Zeolite battery heater

Abstract

The invention utilizes the heat storage capabilities of the mineral family of zeolites. Zeolite media is stored in a container. There is a place to add water to the zeolite in the container that will then release heat. The zeolite media releases its heat and heats a coil that is within the container and extends outside the container to heat a battery or a surrounding area. When the heat stored in the zeolite is exhausted it is recharged by using the heat coil in reverse to heat the zeolite and evaporate the water. The steam leaves the container through a one-way steam valve. Once the water is evaporated the zeolite is recharged with heat and ready for another use. This invention has a simple functionality store heat in zeolite, add water to release heat from zeolite, reheat the zeolite when evaporating the water. The invention contains the infrastructure required.

Claims

1. A battery heater, comprising: a container having an inlet and a one-way steam release valve; zeolite media disposed within the container; and, a heat coil having a first end disposed within the container and a second end disposed outside of the container and configured for connection to a battery pack; wherein water entering the container through the inlet is configured to be absorbed by the zeolite causing release of heat stored in the zeolite which is transferred by the heat coil out of the container to the battery pack; and wherein heat subsequently entering the container through the heat coil is configured to be absorbed by the zeolite causing evaporation of water stored in the zeolite which is transferred out of the container through the one-way steam release valve.

Description

BRIEF DESCRIPTION OF THE DRAWINGS

(1) FIG. 1 is a diagrammatic view of one embodiment of a zeolite battery heater.

DETAILED DESCRIPTION OF THE INVENTION

(2) Water application port (1), opens to the outside of the container (7) and then extends in the container (7) with a pipe that allows water to distribute evenly onto the zeolite media (3) contained within. On top of the container (7) is a one-way steam valve (2). Within the container (7) and extending out from it is a heat coil (4). Heat coil (4) extends to a battery pack (5).

(3) The zeolite media (3) in a container (7) where water is added (1) then heating a heat coil (4) that transfers heat to the battery (5). When the water is heated out of the zeolite media (3) the steam escapes through the steam valve (2).

Required tasks:
1 – According to the zeolite battery heater text, how does the steam leave the container?
2 – In the zeolite battery heater text, reproduce everything from "(1) FIG. 1 is" down to "the steam valve (2).".

Recorded data:

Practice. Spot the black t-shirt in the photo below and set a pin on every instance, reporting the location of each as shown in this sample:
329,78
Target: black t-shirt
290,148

Answers to the exercise:
1 – Through a one-way steam valve.

2 –
(1) FIG. 1 is a diagrammatic view of one embodiment of a zeolite battery heater.

DETAILED DESCRIPTION OF THE INVENTION

(2) Water application port (1), opens to the outside of the container (7) and then extends in the container (7) with a pipe that allows water to distribute evenly onto the zeolite media (3) contained within. On top of the container (7) is a one-way steam valve (2). Within the container (7) and extending out from it is a heat coil (4). Heat coil (4) extends to a battery pack (5).

(3) The zeolite media (3) in a container (7) where water is added (1) then heating a heat coil (4) that transfers heat to the battery (5). When the water is heated out of the zeolite media (3) the steam escapes through the steam valve (2).